- TASK TO CARRY OUT: Output the lines that follow exactly as they are.

** Start of DATA FOR THIS TASK **

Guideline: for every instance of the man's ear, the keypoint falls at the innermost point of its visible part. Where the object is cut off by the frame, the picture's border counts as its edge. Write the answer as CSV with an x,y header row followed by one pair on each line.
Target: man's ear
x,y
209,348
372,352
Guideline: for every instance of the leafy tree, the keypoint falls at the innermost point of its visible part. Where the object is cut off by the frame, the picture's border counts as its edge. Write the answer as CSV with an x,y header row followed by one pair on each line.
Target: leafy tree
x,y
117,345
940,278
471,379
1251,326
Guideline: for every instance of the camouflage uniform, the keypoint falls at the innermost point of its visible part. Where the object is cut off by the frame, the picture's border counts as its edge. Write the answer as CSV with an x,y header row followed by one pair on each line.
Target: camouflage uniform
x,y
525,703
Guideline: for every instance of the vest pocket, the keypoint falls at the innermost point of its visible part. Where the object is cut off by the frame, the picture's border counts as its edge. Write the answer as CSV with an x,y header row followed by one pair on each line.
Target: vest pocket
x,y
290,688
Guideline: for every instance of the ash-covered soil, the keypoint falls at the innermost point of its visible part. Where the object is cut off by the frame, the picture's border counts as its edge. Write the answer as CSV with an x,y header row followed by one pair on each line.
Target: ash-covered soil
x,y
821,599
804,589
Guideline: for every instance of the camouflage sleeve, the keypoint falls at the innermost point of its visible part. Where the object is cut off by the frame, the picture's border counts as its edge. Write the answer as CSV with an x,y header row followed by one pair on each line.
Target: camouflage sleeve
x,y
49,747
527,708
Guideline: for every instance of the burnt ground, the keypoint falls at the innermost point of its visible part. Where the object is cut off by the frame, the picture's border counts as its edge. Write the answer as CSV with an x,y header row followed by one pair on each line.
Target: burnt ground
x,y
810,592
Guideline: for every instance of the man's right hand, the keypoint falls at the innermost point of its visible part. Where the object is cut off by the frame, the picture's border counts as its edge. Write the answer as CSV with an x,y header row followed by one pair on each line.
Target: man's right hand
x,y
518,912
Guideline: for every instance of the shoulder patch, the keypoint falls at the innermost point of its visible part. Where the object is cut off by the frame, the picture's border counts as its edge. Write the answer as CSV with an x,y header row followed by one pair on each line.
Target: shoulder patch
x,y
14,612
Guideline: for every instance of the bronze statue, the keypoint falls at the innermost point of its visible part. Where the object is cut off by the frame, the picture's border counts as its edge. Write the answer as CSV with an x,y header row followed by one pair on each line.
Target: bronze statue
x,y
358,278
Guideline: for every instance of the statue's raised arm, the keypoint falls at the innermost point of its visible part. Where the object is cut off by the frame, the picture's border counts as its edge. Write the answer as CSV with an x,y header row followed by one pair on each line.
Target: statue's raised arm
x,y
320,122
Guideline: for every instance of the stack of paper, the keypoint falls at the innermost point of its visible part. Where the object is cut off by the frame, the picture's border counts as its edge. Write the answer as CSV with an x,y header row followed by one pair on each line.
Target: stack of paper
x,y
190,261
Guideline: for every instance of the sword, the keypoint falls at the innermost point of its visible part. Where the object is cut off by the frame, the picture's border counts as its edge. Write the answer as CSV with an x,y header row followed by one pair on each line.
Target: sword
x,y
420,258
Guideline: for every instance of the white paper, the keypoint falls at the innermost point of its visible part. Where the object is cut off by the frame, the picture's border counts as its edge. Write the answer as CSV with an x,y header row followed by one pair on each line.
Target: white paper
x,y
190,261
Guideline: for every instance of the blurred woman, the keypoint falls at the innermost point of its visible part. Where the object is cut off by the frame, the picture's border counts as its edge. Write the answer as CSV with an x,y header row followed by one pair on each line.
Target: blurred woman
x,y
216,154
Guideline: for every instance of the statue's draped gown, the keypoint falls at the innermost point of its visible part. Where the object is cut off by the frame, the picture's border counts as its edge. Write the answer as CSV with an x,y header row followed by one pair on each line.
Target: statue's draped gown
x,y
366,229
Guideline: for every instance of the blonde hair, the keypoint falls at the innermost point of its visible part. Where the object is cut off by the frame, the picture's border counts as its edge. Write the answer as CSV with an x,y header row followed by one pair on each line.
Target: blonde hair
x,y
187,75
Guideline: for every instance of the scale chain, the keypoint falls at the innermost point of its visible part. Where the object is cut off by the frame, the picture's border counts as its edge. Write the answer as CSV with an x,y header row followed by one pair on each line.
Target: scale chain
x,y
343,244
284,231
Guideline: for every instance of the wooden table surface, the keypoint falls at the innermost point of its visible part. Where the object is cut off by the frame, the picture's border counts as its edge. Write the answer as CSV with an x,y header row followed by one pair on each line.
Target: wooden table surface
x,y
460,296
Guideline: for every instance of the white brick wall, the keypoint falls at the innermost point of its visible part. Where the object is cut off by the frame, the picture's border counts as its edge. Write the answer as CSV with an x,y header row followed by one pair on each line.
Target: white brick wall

** End of DATA FOR THIS TASK **

- OUTPUT FOR THIS EXERCISE:
Guideline: for every instance of the man's ear, the keypoint falls at the innermost point of its visible part. Where the object is cut off by the frame, the picture's border counts as its edge. Write the answer as CSV with an x,y header row followed by one pair on each line.
Target: man's ear
x,y
209,348
372,352
Guideline: for every instance of the leafy tree, the keypoint falls at the innermost point of its visible part. Where the object is cut off by the frame, the picture's border counts as its edge. Write the answer as CSV with an x,y header row followed by one pair on each line.
Target: leafy tree
x,y
117,345
940,278
471,379
1251,326
Guideline: for every instance of the camouflage uniform, the keypoint falls at the innermost point of its visible part. Where the object is cut off by the frame, the picture's border counts as its edge. Write the answer as CSV with an x,y header row followed by one pair on each line.
Target: camouflage uniform
x,y
525,703
Guideline: for every instance of the vest pocket, the keypoint falls at the innermost point of its visible part. Where the object is cut off by the frame, the picture's border counts as its edge. Write the answer as CSV with an x,y header row followed by one pair on each line.
Target: vest pocket
x,y
290,688
Guideline: for every instance of the ash-covered soil, the keypoint falls at the innermost point of its visible part. Where the object is cut off by the frame, the picture's border counts as its edge. Write the answer as CSV with an x,y header row followed by one pair on each line.
Target: ash-covered soil
x,y
821,599
804,589
Guideline: for every instance of the camouflage sleeve, the keypoint falls at the innermost point of its visible part. Where the object is cut off by the frame, the picture's border counts as its edge. Write the answer as CSV with an x,y header row followed by one pair on each line.
Target: camouflage sleeve
x,y
49,747
527,708
Guideline: for every instance of the burnt ground, the keypoint falls at the innermost point of its visible part. Where the object is cut off by the frame, the picture's border counts as its edge. Write the answer as CSV with an x,y header row followed by one pair on each line.
Target: burnt ground
x,y
810,592
Guideline: for every instance of the man's right hand, the keypoint falls at the innermost point of its visible part. Where the object is cut off by the frame, the picture's border counts as its edge. Write the answer as CSV with an x,y header row followed by one pair on each line.
Target: man's right hand
x,y
518,912
Guideline: for every instance of the shoulder patch, the keypoint falls at the innermost point of its visible part. Where the object is cut off by the frame, the picture's border counts as its edge. Write the answer as CSV with an x,y header row followed by one pair on each line.
Target: shoulder patch
x,y
14,612
Guideline: for every instance of the bronze statue, the keypoint falls at the innermost point of its visible part. Where the object is cut off by the frame, the picture's border counts as its edge. Write the answer as CSV with an x,y header row followed by one pair on each line.
Target: bronze statue
x,y
358,278
Guideline: for every instance of the statue's raised arm, the keypoint falls at the innermost point of its visible part. Where the object is cut off by the frame, the picture's border counts as its edge. Write the answer as CSV with an x,y header row followed by one pair on each line.
Target: statue's raised arm
x,y
320,122
Guideline: for every instance of the stack of paper, the keypoint falls at the innermost point of its visible part. Where the object is cut off by the frame, the picture's border counts as its edge. Write the answer as CSV with an x,y header row followed by one pair on each line.
Target: stack of paper
x,y
190,261
Guideline: for every instance of the sword, the keypoint falls at the innermost point of its visible part. Where the object is cut off by the frame, the picture's border counts as its edge. Write the answer as CSV with an x,y header row followed by one pair on each line.
Target: sword
x,y
420,258
Guideline: for every instance of the white paper, the keypoint falls at the innermost point of its visible part. Where the object is cut off by the frame, the picture's border counts as its edge. Write the answer as CSV with an x,y header row followed by one pair on each line.
Target: white paper
x,y
190,261
Guideline: for every instance of the blurred woman, the keypoint falls at the innermost point of its visible part. Where the object is cut off by the frame, the picture's border counts as its edge. Write the answer as CSV with an x,y header row followed by one pair on each line.
Target: blurred woman
x,y
216,154
Guideline: for every instance of the statue's draped gown, the keypoint falls at the innermost point of its visible part. Where the object is cut off by the frame, the picture's border counts as its edge. Write the answer as CSV with an x,y header row followed by one pair on each line.
Target: statue's draped gown
x,y
366,229
Guideline: for every instance of the blonde hair, the keypoint falls at the innermost point of its visible part. Where the object is cut off by the frame, the picture's border counts as its edge. Write the answer as CSV with an x,y header row followed by one pair on each line.
Target: blonde hair
x,y
187,75
Guideline: for every instance of the scale chain, the keypoint falls at the innermost point of its visible part. Where the object is cut off by the frame, the picture's border counts as its edge. Write the answer as CSV with an x,y header row followed by one pair on each line.
Target: scale chain
x,y
343,244
284,231
Guideline: for every instance of the wooden table surface, the keypoint falls at the innermost point of its visible part. Where the object is cut off by the frame, the picture's border counts as its edge. Write the answer as CSV with an x,y header row followed by one pair on each line.
Target: wooden table surface
x,y
460,296
Guideline: for every instance of the white brick wall, the keypoint falls at the innermost point of its visible part. Where the object is cut off by the frame, the picture's border counts as its edge. Write the answer as CSV with an x,y header row followed by one pair on each line.
Target: white brick wall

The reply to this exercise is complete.